**REQUIREMENT 1:**
In the Tanner Scheppers biography, which team drafted him in the 29th round of the 2005 Major League Baseball Draft?
**REQUIREMENT 2:**
Carry on the Tanner Scheppers biography from where it stops.

**READING PASSAGE:**
Tanner Ross Scheppers (born January 17, 1987) is an American former professional baseball pitcher. He has played in Major League Baseball (MLB) for the Texas Rangers and in Nippon Professional Baseball for the Chiba Lotte Marines. Prior to playing professionally, he played college baseball at Fresno State.

Amateur career
Scheppers played shortstop at Dana Hills High School in Dana Point, California.  When his high school team experienced a shortage of pitchers, Scheppers was pressed into action as a pitcher. The Baltimore Orioles drafted Scheppers in the 29th round of the 2005 Major League Baseball Draft, but he opted to attend California State University, Fresno to play for the Fresno State Bulldogs instead. Fresno State recruited Scheppers as a shortstop, but used him as a pitcher.

In 2008, his junior year, Scheppers had an 8–2 win–loss record with a 2.93 earned run average and 109 strikeouts in  innings pitched, and was named the Western Athletic Conference Pitcher of the Year. Fresno State won the 2008 College World Series, though Scheppers did not play in the tournament due to an injured rotator cuff and labrum in his shoulder.

Professional career
Due to the shoulder injury, Scheppers fell in the 2008 Major League Baseball Draft to the second round, with the 48th overall selection, where he was selected by the Pittsburgh Pirates. The Pirates offered Scheppers less money than he was hoping for, and he opted not to sign with the Pirates.

St. Paul Saints
Scheppers signed with the St. Paul Saints of the American Association of Independent Professional Baseball for the 2009 season.

Texas Rangers

Scheppers was chosen in the supplementary first round, with the 44th overall selection, of the 2009 Major League Baseball Draft by the Texas Rangers.  Teams passed on him again due to injury concerns, as some believed he had a partially torn labrum, which would require surgery. Scheppers also was the pitching coach for the junior varsity baseball team at Trabuco Hills High School in Mission Viejo, California, for the 2009 season.

On September 17, 2009, Scheppers signed with the Texas Rangers to a minor league deal. Scheppers was selected to represent the United States in the All-Star Futures Game in 2010.

On June 7, 2012, Scheppers was called up to the majors when Derek Holland was placed on the 15-day disabled list. On the same day, he made his Major League debut for the Texas Rangers in relief of Yu Darvish, and gave up a solo home run and struck out 2 in  innings in a 7–1 loss to the Oakland Athletics. Scheppers picked up his first win on August 16, 2012, when the Rangers defeated the New York Yankees. In 2013, Scheppers made 76 relief appearances for the Rangers, tied for the third-most in the American League.

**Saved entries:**

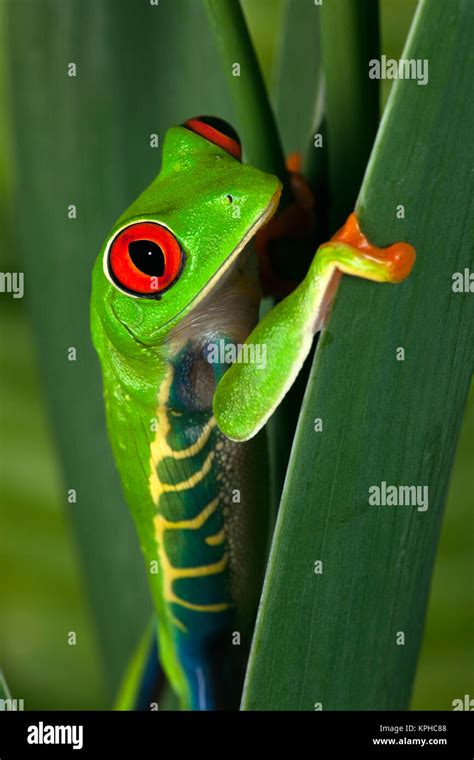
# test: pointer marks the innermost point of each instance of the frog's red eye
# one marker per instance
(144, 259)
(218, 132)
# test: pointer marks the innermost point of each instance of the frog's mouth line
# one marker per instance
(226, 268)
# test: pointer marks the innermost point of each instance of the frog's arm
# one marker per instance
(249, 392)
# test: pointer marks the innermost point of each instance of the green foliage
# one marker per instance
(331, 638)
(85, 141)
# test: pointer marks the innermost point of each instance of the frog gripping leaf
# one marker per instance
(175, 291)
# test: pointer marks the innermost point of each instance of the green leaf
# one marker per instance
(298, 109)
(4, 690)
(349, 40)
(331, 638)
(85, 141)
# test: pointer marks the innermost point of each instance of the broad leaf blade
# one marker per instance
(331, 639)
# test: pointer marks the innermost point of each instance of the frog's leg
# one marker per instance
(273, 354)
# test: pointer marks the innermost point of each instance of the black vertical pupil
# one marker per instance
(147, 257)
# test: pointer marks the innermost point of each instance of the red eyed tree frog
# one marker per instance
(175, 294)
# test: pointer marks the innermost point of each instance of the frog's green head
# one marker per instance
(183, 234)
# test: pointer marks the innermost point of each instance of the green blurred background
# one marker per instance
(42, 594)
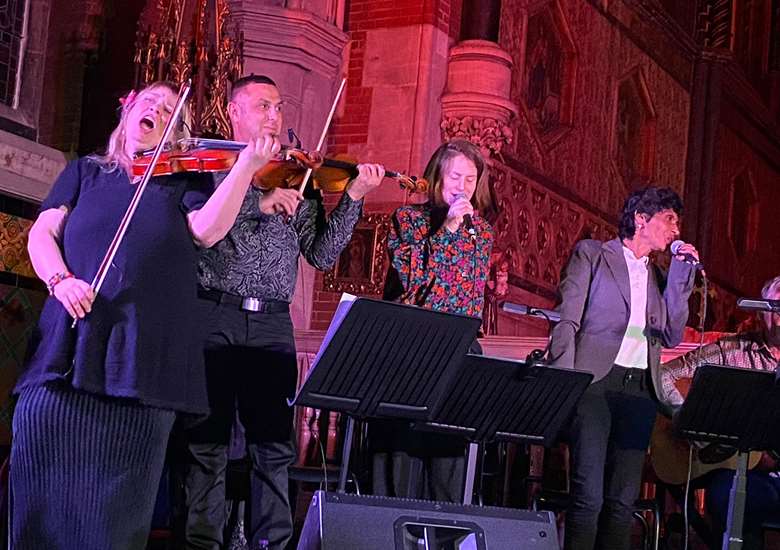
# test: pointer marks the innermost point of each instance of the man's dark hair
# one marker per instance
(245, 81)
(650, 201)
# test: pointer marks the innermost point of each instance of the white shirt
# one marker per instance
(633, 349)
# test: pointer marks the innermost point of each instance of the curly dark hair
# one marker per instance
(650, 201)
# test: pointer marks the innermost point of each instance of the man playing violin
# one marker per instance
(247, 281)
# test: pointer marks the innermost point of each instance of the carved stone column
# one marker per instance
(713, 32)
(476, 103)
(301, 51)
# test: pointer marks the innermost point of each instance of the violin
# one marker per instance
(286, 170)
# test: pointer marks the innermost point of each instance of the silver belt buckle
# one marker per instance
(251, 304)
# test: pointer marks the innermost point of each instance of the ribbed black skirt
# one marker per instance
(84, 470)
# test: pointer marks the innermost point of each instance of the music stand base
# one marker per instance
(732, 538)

---

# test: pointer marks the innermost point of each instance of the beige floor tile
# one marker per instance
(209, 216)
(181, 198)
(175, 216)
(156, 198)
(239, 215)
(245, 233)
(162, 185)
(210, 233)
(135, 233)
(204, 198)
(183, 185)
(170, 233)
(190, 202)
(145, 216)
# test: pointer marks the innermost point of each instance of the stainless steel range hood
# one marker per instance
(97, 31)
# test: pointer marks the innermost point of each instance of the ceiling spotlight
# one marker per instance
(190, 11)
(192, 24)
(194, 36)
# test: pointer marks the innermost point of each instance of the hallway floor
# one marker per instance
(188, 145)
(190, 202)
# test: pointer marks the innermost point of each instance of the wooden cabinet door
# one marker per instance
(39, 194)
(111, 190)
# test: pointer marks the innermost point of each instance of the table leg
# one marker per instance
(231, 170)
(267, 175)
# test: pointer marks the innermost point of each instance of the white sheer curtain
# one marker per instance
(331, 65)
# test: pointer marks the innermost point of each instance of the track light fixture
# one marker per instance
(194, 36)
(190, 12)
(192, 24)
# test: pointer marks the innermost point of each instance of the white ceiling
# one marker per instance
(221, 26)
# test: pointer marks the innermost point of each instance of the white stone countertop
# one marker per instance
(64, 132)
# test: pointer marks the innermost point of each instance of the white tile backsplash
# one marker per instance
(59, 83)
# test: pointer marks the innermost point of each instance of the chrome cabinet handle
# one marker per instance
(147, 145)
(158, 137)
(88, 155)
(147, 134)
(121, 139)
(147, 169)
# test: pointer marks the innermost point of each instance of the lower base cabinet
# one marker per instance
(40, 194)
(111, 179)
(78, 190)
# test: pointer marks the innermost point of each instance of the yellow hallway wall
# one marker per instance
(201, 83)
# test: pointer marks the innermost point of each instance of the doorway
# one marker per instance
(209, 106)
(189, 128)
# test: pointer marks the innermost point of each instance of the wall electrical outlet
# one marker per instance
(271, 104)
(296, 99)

**ANSWER BOX 1:**
The Baltimore Orioles

**ANSWER BOX 2:**
In 2013 Scheppers reported that he was randomly assaulted and "sucker punched" in Cleveland while walking back to the team hotel after dinner. Reports later emerged which indicated that he been in a bar fight and was using the random assault story as a cover. 

The Rangers named Scheppers their Opening Day starting pitcher in 2014. However, he experienced right elbow inflammation and went on the disabled list in April, after making four starts. He returned to the Rangers in June as a relief pitcher, and returned to the disabled list with elbow inflammation after making four appearances. Scheppers missed the last two months of the 2015 season with a bone bruise in his left knee.

Scheppers was diagnosed with torn cartilage in his left knee before the 2016 season, and required surgery, which kept him out until September. He had his contract purchased on June 19, 2017. He was returned to the minor leagues on July 2, 2017.

Scheppers left the Rangers organization in October 2017, becoming a minor league free agent.

Chiba Lotte Marines 
On January 15, 2018, he signed with the Chiba Lotte Marines of Nippon Professional Baseball.

Long Island Ducks 
On May 27, 2019, Scheppers signed with the Long Island Ducks of the Atlantic League of Professional Baseball. He was released on June 22, 2019.

Scheppers announced his retirement via Instagram on October 24, 2019.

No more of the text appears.